# [TASK INSTRUCTIONS]
Revise the records from the line containing "Target: black shoe" through the end of the records, swapping "utility pole" for "power pole" and leaving everything else unchanged.
::::::::::
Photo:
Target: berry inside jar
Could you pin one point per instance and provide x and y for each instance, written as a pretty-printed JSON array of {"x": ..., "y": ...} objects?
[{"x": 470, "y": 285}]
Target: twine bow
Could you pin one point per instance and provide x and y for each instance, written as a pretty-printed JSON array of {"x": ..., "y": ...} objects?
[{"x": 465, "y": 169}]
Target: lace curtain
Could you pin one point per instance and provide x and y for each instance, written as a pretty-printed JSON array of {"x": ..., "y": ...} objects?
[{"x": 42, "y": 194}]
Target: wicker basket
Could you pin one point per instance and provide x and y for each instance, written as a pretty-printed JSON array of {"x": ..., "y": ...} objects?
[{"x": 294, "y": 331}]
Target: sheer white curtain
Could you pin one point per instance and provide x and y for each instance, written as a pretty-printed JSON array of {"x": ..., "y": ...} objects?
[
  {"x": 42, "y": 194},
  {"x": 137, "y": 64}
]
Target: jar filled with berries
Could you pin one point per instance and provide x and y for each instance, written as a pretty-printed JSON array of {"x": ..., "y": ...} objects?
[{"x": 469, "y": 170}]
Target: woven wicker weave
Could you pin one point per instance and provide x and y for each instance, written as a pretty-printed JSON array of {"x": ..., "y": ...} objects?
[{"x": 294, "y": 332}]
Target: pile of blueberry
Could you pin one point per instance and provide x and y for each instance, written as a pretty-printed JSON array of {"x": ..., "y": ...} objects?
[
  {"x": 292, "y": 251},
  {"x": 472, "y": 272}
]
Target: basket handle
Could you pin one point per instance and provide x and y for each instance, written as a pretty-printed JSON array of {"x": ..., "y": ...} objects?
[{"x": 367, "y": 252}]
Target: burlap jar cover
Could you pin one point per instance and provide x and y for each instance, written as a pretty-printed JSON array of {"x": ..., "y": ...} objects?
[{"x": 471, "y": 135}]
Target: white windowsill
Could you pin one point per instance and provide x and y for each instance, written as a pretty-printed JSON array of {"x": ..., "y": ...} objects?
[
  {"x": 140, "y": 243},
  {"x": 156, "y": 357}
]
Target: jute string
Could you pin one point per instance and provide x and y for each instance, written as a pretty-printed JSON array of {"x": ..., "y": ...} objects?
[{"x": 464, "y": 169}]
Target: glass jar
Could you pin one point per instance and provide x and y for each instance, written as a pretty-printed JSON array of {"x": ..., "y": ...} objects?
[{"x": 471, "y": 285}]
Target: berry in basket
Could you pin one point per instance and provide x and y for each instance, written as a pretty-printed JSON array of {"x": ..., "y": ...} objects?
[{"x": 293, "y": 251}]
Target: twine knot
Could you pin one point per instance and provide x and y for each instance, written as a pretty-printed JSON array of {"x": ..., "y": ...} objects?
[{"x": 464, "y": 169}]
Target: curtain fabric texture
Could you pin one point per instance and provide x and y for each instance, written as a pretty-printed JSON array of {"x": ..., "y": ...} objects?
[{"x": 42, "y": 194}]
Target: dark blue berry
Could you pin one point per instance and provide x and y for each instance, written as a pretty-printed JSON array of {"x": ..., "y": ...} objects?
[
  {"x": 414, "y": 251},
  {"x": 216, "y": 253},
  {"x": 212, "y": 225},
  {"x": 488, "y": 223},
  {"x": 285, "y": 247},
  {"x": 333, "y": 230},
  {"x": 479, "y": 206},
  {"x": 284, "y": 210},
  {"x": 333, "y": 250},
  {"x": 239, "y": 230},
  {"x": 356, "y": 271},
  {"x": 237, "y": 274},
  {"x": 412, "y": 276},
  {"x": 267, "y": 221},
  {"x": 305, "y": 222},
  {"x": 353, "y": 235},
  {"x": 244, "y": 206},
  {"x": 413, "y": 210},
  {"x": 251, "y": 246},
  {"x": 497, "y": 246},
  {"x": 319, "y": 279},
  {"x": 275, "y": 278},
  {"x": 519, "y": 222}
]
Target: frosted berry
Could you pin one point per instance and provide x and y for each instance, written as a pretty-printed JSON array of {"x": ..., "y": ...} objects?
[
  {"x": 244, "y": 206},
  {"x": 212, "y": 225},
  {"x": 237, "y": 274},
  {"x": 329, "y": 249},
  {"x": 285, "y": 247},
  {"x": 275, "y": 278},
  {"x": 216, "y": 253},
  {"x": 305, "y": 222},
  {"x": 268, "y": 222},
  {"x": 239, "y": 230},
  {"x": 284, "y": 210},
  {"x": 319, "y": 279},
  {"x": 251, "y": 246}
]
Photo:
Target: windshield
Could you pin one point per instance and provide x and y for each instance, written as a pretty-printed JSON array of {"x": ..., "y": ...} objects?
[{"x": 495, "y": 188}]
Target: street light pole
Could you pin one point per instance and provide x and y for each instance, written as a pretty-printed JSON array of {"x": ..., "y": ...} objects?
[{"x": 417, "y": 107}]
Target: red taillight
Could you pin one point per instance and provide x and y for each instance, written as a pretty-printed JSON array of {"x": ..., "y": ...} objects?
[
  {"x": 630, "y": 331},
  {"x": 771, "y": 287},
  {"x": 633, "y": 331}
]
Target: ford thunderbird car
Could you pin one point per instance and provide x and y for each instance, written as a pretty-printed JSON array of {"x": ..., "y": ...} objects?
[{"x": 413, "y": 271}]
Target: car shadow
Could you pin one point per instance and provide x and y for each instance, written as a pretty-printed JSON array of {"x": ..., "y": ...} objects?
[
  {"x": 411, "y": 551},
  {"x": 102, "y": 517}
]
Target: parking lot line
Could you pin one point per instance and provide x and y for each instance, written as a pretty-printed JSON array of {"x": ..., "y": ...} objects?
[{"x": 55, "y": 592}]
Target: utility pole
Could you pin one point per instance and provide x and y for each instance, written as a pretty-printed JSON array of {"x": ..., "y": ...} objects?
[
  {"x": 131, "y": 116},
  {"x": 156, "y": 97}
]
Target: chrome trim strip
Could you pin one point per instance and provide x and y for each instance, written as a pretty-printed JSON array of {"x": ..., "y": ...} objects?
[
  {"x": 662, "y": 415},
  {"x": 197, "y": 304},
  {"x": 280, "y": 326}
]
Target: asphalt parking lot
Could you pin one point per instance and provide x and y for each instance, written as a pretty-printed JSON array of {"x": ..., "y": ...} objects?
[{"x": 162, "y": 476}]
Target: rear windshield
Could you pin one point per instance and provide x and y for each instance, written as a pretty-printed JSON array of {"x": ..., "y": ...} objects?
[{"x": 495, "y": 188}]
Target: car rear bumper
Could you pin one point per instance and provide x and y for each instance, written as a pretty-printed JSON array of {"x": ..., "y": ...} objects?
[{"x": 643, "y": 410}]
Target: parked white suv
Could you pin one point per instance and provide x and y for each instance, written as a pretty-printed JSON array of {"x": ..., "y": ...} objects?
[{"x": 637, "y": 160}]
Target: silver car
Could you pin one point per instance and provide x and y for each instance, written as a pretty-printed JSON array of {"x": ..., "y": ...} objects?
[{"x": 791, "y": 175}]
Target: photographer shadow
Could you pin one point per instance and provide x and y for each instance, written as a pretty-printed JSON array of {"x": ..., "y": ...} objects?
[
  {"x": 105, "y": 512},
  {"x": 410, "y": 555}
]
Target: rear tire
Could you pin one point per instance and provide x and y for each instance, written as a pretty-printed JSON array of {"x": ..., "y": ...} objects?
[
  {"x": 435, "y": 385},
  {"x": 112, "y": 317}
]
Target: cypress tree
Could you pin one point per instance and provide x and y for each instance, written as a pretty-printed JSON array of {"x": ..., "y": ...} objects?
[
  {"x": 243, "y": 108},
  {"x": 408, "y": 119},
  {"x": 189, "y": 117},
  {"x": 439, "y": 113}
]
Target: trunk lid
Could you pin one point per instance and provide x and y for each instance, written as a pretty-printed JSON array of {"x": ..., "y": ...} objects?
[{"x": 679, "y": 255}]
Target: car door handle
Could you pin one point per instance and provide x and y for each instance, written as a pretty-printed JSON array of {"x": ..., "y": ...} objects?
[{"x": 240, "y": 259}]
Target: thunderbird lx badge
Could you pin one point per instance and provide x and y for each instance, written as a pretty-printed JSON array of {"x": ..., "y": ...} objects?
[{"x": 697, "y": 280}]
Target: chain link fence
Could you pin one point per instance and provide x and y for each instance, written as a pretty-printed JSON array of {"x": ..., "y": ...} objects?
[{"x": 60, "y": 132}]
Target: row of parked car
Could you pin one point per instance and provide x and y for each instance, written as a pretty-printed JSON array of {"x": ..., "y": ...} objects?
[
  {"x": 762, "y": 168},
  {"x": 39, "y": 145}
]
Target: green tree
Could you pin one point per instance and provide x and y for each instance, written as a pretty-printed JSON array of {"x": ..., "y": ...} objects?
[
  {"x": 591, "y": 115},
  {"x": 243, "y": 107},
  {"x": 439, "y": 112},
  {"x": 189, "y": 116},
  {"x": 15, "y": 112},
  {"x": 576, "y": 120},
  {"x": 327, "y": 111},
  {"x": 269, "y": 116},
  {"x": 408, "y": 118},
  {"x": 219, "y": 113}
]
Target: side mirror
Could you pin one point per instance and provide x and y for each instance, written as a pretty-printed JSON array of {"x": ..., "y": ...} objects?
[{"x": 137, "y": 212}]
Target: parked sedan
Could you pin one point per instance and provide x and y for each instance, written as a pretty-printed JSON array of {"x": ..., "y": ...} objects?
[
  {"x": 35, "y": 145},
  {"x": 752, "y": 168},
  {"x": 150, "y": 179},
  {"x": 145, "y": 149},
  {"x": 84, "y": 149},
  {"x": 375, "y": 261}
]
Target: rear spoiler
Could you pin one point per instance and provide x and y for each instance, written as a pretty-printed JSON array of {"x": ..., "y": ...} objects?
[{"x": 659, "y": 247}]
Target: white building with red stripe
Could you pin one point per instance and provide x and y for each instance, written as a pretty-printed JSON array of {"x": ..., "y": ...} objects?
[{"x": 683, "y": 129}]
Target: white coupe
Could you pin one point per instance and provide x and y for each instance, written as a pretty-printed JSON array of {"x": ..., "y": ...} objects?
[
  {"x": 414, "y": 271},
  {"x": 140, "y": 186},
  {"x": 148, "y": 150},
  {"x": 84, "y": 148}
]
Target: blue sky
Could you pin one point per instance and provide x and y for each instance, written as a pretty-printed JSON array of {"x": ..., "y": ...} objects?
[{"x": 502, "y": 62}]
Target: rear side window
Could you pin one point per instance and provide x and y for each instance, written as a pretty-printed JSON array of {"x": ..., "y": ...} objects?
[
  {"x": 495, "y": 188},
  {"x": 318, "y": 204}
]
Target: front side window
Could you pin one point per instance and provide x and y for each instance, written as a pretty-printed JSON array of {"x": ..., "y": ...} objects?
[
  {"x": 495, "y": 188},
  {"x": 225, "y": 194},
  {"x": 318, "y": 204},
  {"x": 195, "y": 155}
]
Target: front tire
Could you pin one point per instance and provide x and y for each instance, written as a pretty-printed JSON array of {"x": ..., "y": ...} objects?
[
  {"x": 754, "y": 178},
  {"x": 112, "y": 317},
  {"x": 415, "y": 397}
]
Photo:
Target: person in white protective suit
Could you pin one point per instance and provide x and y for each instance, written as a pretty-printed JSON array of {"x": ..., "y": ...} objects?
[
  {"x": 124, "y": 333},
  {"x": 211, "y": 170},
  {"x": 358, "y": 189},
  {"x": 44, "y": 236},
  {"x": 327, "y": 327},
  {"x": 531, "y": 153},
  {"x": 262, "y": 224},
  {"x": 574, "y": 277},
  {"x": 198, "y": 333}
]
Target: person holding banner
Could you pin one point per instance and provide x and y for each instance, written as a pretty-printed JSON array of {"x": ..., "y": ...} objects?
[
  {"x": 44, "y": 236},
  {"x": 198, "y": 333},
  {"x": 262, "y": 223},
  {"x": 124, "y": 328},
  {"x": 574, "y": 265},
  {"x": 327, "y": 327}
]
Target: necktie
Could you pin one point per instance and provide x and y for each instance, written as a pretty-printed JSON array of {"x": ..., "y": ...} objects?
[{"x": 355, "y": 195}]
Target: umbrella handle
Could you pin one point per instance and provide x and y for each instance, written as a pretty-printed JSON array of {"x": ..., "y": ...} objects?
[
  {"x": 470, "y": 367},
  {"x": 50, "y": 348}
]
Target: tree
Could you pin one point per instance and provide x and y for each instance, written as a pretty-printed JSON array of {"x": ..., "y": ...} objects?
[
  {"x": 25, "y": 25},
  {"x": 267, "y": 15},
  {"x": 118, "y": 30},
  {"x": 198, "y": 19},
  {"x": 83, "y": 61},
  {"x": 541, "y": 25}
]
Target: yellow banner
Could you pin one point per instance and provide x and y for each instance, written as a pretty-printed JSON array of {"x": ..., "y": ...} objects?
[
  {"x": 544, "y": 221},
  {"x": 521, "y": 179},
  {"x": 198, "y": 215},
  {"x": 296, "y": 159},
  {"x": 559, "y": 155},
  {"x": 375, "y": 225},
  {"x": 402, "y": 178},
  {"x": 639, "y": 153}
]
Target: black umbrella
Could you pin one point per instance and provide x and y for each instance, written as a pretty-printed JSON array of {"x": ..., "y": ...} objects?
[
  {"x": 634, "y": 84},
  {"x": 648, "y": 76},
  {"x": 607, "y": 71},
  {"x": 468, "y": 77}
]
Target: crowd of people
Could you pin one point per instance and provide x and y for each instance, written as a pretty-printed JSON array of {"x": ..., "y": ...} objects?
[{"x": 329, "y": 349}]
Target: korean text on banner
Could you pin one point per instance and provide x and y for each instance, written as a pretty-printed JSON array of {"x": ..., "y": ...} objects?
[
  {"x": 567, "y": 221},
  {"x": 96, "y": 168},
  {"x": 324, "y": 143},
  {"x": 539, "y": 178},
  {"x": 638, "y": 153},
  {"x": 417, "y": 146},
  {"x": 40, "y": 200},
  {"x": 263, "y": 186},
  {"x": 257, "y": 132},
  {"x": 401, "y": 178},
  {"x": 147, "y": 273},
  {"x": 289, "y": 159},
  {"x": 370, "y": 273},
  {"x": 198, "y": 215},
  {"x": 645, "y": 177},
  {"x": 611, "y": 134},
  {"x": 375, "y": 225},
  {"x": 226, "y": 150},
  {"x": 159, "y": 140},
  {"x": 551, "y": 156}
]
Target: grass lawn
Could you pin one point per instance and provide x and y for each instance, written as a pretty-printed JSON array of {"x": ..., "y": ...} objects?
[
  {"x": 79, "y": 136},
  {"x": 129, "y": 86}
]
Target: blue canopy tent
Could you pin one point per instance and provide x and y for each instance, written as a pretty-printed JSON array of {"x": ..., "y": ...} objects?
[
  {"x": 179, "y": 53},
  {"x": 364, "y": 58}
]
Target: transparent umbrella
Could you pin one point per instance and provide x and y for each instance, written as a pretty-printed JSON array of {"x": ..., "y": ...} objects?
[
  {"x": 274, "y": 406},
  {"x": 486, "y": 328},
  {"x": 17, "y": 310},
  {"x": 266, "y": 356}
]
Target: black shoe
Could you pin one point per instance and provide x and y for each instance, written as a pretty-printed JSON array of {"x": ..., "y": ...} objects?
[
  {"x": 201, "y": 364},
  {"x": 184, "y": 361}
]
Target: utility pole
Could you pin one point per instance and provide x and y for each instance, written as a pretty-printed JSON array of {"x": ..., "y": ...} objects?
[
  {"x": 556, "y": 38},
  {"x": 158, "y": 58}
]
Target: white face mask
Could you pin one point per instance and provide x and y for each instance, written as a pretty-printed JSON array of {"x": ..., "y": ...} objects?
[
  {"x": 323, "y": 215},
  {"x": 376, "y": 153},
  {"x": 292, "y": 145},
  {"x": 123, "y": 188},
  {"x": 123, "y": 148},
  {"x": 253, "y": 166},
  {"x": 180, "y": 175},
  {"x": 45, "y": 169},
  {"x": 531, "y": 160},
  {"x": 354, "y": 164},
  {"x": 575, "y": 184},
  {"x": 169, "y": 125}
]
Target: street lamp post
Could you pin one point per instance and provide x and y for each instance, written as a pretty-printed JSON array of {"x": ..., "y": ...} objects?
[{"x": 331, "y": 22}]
::::::::::
# [FULL RESPONSE]
Target: black shoe
Could you pin one point per instance and provide x and y for each instance, written as a pretty-printed JSON array of {"x": ..., "y": ...} objects?
[
  {"x": 201, "y": 364},
  {"x": 184, "y": 361}
]
Target: power pole
Could you pin one point per instance and provide x and y for each instance, written as a pretty-printed JSON array of {"x": ..., "y": ...} objects?
[
  {"x": 556, "y": 38},
  {"x": 158, "y": 58}
]
Target: white face mask
Could you pin one point per instance and provide x and y for each instance, written as a pretty-printed JSON array of {"x": ..., "y": ...} objects?
[
  {"x": 323, "y": 215},
  {"x": 376, "y": 153},
  {"x": 292, "y": 145},
  {"x": 123, "y": 188},
  {"x": 123, "y": 148},
  {"x": 253, "y": 166},
  {"x": 180, "y": 175},
  {"x": 45, "y": 169},
  {"x": 531, "y": 160},
  {"x": 354, "y": 164},
  {"x": 575, "y": 184},
  {"x": 169, "y": 125}
]
Target: street lamp post
Could you pin one point per instance and provide x and y for each instance, written as a pretty-printed JSON array of {"x": ..., "y": ...} objects?
[{"x": 331, "y": 22}]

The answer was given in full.